§ How to complete this task: Repeat word for word the line with "fingers in the image." and every line after it until the records below run out.

"""

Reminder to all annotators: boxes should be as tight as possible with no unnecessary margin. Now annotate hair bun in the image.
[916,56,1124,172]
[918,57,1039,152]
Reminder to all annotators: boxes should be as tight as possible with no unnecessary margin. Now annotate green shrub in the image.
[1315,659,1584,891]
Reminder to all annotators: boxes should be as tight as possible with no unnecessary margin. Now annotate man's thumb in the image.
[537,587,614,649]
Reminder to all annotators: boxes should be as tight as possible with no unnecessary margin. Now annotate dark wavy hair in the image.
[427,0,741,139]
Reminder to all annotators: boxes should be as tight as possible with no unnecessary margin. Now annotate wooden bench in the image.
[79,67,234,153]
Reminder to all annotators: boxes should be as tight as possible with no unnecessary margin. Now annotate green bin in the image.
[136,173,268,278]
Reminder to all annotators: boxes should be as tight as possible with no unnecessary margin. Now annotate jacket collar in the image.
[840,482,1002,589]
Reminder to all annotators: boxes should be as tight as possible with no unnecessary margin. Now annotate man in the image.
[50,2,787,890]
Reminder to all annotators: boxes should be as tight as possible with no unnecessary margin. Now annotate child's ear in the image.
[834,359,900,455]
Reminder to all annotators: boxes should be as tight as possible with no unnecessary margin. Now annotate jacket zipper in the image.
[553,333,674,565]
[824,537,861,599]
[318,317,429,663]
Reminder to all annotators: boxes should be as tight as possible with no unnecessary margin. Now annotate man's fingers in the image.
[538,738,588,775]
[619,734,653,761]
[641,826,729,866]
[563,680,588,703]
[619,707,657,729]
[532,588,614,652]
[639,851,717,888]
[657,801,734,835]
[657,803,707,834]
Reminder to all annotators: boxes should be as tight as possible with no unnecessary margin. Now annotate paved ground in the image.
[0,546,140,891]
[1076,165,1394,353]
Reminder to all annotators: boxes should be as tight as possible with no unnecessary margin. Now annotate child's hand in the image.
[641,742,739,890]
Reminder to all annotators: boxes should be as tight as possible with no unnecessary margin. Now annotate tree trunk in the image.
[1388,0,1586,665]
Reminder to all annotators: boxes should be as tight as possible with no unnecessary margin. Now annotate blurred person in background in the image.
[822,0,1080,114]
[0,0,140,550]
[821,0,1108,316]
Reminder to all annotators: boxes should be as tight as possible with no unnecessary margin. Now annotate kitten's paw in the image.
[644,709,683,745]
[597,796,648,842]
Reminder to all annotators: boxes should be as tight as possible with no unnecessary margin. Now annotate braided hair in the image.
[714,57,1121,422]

"""

§ Finished task:
Reminder to all annotators: boxes should be as tight as possible with no unnecessary margin. Now annotate man's fingers in the image.
[538,738,588,775]
[619,734,653,761]
[641,826,729,866]
[563,680,588,703]
[619,707,657,729]
[532,588,614,652]
[639,851,717,888]
[657,801,734,835]
[657,803,707,834]
Reminder to all annotators: boxes should be as tight as possible with no unnecessary margin. Now annotate paved ground in the image.
[0,546,140,891]
[1076,165,1394,353]
Reminder to all annotators: boxes should be as tight as possible with no unnecessary margin. Now annotate child's hand in the image.
[641,742,739,890]
Reminder to all annotators: boxes should be as tight as possible with no unnecessary margin. Now annotate tree trunk in the image.
[1388,0,1586,665]
Reminder to all annotators: boxes should be as tight as possible with no unnecessary margin. Now annotate blurred person in background in the image.
[822,0,1080,114]
[0,0,140,550]
[821,0,1108,316]
Reminder to all annotators: boxes should be as tight as possible with no unnecessary margin. Now annotate kitten's paw in the image.
[644,709,683,745]
[597,796,648,842]
Reminder to all annotators: boxes should be as tight as possible with no unnecessary margin. Now annotate braided hair in the image.
[714,57,1121,422]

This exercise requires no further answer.